--- EXERCISE INPUTS ---

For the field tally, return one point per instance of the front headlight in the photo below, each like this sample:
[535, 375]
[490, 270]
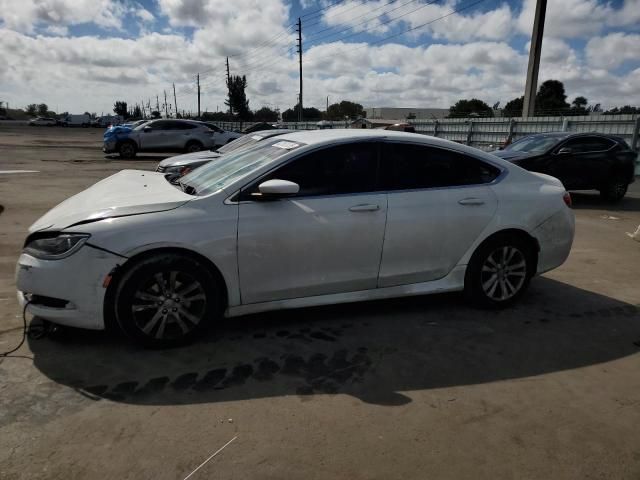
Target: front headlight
[178, 170]
[54, 248]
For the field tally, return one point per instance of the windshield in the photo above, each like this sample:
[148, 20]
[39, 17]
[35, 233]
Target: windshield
[244, 141]
[214, 176]
[533, 144]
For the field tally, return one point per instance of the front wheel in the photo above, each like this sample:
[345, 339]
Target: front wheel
[614, 190]
[167, 300]
[499, 272]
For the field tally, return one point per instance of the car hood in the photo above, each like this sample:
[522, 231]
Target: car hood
[512, 155]
[129, 192]
[188, 158]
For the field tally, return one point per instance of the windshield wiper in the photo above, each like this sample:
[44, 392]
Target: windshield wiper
[188, 189]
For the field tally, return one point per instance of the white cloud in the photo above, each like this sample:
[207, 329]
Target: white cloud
[378, 16]
[144, 15]
[613, 50]
[26, 15]
[579, 18]
[469, 57]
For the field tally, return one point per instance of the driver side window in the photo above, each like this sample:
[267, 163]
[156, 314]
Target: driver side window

---

**TASK TO CARRY OUT:**
Output every line of the entries above as a JSON list of strings, one string per line, with blank lines and the picture left out.

**TASK RESULT:**
[
  "For the field tally, return one point per instance of the front headlight in the photo below, each like this sample:",
  "[535, 375]",
  "[490, 270]",
  "Target: front headlight",
  "[178, 170]",
  "[54, 248]",
  "For the field tally, return one point per instance of the windshield in the photo above, each like this sample:",
  "[148, 20]",
  "[39, 17]",
  "[35, 233]",
  "Target: windshield",
  "[244, 141]",
  "[214, 176]",
  "[533, 144]",
  "For the field tally, return one point per instance of the front wheel in the photo above, each like this sample:",
  "[345, 339]",
  "Target: front wheel",
  "[614, 190]",
  "[167, 300]",
  "[499, 272]",
  "For the field tally, return one point per instance of the car hood in the photo above, each like this sample:",
  "[522, 231]",
  "Target: car hood",
  "[512, 155]",
  "[129, 192]",
  "[188, 158]",
  "For the field tally, return one point per instance of the windshield wiper in the photo above, each like this sample:",
  "[44, 392]",
  "Target: windshield wiper",
  "[188, 189]",
  "For the field tally, return one point per instance of the white cloud in the photo above, each like this sample:",
  "[207, 329]",
  "Target: white cloud",
  "[378, 16]",
  "[144, 15]",
  "[613, 50]",
  "[26, 15]",
  "[579, 18]",
  "[469, 57]",
  "For the field tally, return one point per instance of the driver side window in the photo above, each like this sample:",
  "[267, 163]",
  "[156, 314]",
  "Target: driver side window"
]